-- EXCERPTED TEXT --
────────────────
These are the main points and now the news in more detail.
Czech, Polish and Hungarian military chiefs of staff prefer air strikes to a ground operation in Yugoslavia. The three officials met on Saturday in the Czech spa town of Karlovy Vary to discuss mutual cooperation after joining the North Atlantic Alliance. Czech Army Chief of Staff Jiri Sedivy said that sending ground troops to Yugoslavia was a political rather than military question. The military officials also signed a communique establishing two trilateral expert commissions whose task would be to deal with systems of command, control and standardization.
Almost 50 percent of Czechs oppose NATO's air strikes on Yugoslavia. This is the result of the latest opinion poll conducted by the STEM agency exclusively for Czech Radio and Czech Public TV. Over the past two weeks, the number of those who oppose the air attacks raised from 40 to 48 percent. On the other hand, the number of supporters of the military operation dropped from 40 to 34 percent. As far as party affiliation is concerned, the air strikes are unanimously supported only by Freedom Union voters.
The Czech government will give its consent to the possible use of Czech military airports by NATO aircraft in connection with the Kosovo conflict, Foreign Minister Jan Kavan told journalists. Kavan said that it was most probable that the Czech Republic would be asked on the days ahead for approval of NATO refuelling planes landing at one or two Czech military airports. He said that given the complexity of the NATO aircraft's weapons systems and the necessary service, Czech airports could only be used by refuelling aircraft or military carrier aircraft. Under the Constitution, the deployment of NATO planes, which amounts to the presence of foreign troops on Czech territory, would require approval by parliament.
────────────────
Please copy the passage of the Czech news bulletin starting with "These are the" and going on through "control and standardization.". The lines that come next are not needed.

-- EXTRACTED INFORMATION --
────────────────
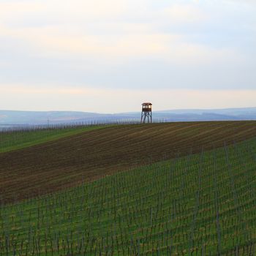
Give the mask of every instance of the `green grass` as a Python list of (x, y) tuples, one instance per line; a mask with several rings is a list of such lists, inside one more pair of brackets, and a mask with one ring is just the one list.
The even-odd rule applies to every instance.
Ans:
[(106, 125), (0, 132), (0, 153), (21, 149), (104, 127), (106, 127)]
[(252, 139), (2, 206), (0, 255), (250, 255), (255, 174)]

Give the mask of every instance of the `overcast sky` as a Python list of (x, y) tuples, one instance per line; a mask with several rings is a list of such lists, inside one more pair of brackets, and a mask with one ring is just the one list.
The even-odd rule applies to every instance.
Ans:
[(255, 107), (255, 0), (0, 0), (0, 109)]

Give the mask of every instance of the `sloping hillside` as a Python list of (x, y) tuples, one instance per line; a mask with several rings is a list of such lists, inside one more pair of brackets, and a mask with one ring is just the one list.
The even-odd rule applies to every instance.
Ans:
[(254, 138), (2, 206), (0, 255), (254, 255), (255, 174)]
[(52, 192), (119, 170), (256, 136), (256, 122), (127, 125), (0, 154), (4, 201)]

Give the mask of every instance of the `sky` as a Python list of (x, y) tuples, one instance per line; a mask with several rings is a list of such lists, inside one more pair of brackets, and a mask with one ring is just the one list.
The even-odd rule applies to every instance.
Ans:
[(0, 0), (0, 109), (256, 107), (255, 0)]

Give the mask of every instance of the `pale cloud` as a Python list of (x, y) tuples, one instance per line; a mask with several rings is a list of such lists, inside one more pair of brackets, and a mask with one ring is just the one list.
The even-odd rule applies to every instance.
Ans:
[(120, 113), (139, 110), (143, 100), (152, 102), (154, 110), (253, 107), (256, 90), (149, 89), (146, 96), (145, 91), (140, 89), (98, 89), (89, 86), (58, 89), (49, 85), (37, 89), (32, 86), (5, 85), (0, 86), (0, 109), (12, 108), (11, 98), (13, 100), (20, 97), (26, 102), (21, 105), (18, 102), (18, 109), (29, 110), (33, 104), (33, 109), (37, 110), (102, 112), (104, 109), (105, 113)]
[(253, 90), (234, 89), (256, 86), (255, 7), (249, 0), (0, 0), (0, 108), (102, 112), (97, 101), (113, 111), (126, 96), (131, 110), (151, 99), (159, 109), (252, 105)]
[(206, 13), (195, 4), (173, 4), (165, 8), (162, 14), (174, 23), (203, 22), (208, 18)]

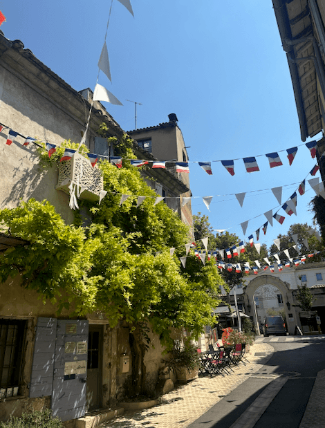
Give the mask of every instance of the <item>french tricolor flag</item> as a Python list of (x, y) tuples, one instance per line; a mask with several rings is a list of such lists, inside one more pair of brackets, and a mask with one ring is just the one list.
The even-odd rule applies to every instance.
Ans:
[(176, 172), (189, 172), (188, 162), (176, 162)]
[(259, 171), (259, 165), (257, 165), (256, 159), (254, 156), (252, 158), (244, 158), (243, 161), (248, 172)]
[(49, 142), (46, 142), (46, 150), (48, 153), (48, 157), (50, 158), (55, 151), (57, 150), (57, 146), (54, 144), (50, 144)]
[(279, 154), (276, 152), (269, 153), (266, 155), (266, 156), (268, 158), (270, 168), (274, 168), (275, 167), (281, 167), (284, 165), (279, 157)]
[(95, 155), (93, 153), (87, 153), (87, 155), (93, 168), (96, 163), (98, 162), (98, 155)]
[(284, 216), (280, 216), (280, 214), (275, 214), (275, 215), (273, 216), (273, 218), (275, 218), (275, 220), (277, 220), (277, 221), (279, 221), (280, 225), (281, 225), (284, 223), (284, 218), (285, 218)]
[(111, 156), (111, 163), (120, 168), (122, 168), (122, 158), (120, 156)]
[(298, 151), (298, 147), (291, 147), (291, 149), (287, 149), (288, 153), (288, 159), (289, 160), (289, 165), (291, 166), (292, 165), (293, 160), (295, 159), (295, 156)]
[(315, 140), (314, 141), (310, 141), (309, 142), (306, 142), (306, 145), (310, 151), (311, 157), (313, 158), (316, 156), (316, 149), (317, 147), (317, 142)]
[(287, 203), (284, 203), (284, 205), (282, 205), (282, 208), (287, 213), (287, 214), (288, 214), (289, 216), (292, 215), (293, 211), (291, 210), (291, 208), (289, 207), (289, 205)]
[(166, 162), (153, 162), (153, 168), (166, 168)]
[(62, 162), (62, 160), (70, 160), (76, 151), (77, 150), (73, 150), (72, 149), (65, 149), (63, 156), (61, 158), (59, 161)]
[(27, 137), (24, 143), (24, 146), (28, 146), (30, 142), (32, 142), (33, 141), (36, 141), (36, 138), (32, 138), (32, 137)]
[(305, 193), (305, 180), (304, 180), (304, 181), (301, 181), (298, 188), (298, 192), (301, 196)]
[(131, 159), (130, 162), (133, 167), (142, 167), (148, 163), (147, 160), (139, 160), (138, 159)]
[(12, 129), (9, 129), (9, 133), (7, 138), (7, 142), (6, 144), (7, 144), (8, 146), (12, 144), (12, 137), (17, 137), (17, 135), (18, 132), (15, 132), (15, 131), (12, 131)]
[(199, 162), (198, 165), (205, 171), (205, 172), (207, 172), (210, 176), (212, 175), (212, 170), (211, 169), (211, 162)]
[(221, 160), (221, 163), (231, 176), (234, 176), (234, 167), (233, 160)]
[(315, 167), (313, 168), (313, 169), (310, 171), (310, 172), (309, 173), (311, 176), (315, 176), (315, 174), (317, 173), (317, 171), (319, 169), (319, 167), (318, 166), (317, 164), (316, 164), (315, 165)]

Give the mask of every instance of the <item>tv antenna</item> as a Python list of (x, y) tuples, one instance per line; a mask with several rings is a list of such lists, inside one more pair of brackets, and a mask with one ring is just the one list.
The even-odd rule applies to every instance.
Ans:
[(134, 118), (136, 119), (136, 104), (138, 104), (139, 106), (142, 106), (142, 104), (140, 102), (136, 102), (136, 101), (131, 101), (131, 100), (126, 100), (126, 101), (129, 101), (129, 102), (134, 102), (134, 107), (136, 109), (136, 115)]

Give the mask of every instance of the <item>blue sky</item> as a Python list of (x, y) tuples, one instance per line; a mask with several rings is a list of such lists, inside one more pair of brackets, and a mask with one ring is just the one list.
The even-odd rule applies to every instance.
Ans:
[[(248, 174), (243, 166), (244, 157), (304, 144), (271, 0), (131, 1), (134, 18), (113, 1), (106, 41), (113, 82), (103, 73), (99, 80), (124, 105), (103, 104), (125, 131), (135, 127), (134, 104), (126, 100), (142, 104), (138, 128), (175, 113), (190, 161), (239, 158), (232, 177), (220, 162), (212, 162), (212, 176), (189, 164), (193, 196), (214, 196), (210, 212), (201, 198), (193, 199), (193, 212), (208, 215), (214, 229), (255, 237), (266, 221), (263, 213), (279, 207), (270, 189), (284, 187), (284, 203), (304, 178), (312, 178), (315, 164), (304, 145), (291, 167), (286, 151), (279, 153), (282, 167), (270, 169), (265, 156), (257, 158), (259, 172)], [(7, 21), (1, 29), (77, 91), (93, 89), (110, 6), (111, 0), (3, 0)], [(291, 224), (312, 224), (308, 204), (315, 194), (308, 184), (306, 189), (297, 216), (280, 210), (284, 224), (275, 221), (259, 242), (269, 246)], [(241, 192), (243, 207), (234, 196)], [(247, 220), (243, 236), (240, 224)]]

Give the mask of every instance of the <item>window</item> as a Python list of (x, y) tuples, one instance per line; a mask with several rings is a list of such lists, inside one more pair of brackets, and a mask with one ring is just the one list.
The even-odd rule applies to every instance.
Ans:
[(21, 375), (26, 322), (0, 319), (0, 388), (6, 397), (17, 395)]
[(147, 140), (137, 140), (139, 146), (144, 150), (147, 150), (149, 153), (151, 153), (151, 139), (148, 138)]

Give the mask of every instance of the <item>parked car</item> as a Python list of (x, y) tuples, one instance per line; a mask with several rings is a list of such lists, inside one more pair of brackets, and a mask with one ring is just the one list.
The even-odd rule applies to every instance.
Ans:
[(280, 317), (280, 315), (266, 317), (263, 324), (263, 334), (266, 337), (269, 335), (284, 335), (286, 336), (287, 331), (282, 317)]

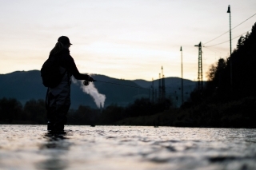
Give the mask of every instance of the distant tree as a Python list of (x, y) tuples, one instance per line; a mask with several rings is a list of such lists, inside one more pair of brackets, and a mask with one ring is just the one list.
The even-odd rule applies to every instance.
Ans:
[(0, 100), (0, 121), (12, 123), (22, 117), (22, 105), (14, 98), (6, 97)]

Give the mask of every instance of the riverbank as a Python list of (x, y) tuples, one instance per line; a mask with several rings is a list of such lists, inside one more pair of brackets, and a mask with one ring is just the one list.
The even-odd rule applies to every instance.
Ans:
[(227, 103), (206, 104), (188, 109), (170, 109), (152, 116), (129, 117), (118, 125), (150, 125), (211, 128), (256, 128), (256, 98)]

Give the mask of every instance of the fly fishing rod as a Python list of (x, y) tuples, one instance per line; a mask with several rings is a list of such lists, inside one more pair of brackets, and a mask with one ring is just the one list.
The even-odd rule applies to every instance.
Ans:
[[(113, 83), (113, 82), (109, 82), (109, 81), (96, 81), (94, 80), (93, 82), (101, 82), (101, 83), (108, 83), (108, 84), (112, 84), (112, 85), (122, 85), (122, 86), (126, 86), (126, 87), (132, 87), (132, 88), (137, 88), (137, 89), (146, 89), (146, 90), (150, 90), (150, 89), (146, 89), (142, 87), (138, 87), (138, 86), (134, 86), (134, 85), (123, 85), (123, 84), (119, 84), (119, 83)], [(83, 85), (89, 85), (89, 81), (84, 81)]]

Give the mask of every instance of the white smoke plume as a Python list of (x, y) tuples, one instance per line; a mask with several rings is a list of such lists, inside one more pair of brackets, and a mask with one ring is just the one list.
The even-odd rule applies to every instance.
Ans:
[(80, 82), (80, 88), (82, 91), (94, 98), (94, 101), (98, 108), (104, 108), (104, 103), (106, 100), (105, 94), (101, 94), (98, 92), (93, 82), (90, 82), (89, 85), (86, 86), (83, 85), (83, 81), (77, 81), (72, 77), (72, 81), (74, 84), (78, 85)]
────────────────
-- OUTPUT OF THE TASK --
These are the main points and now the news in more detail.
Czech, Polish and Hungarian military chiefs of staff prefer air strikes to a ground operation in Yugoslavia. The three officials met on Saturday in the Czech spa town of Karlovy Vary to discuss mutual cooperation after joining the North Atlantic Alliance. Czech Army Chief of Staff Jiri Sedivy said that sending ground troops to Yugoslavia was a political rather than military question. The military officials also signed a communique establishing two trilateral expert commissions whose task would be to deal with systems of command, control and standardization.